Work to do ▸
Render the part of the items that opens with the line containing "Examine the provided image for any red" and closes with the line containing "[694,954,744,1021]" as a JSON list of strings, one string per line, leaving out blank lines.

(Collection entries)
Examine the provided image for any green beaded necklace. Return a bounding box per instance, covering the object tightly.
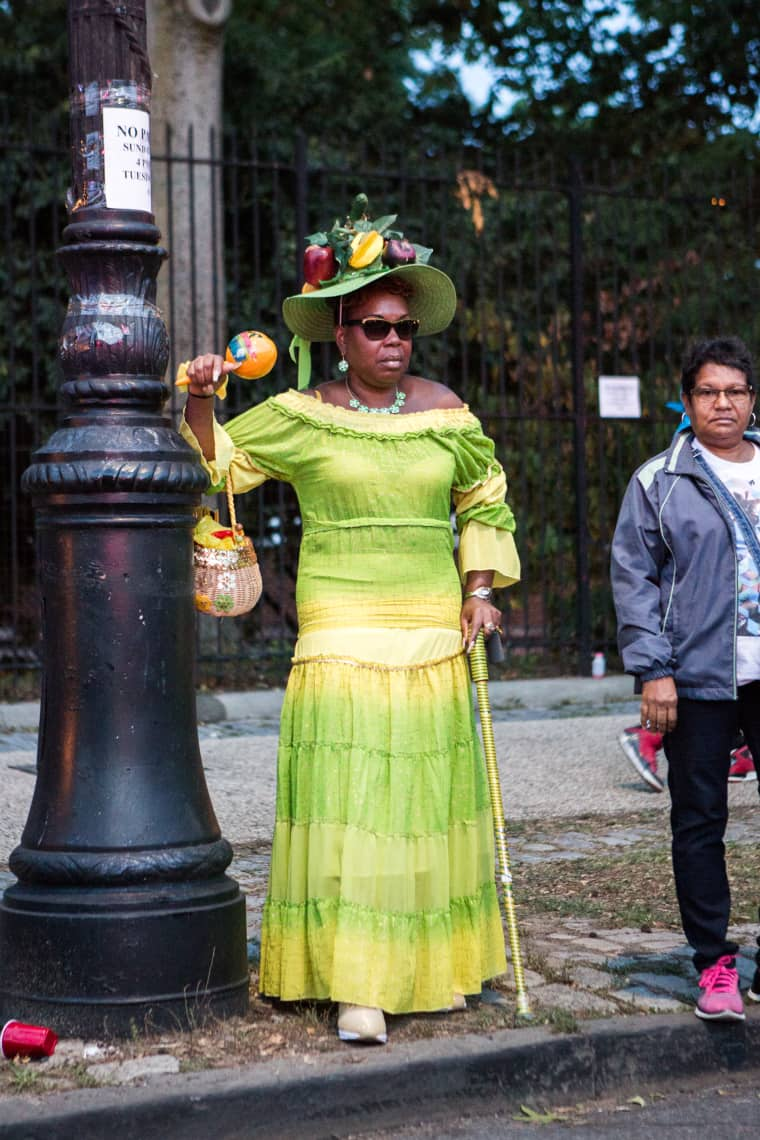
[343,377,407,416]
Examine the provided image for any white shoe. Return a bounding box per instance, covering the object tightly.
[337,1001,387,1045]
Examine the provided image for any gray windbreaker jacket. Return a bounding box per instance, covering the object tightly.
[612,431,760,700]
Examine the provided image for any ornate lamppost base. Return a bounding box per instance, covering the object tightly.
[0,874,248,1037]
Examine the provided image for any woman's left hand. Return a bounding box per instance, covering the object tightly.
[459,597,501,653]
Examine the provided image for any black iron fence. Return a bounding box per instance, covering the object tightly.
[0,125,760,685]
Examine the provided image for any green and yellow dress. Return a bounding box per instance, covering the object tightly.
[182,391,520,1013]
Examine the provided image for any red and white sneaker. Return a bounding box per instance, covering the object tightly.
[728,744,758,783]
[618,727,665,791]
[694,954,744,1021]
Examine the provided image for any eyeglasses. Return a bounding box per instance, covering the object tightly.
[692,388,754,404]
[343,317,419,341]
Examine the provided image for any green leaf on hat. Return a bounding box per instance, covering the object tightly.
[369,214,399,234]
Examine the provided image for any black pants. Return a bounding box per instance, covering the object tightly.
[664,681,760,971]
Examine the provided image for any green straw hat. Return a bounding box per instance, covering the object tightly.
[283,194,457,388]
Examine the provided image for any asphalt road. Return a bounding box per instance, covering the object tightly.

Output of the exercise ▸
[
  "Examine the provided image for any red and white sneaker. Return a bounding box per instance, covering the object tightly.",
  "[728,744,758,783]",
  "[618,727,665,791]",
  "[694,954,744,1021]"
]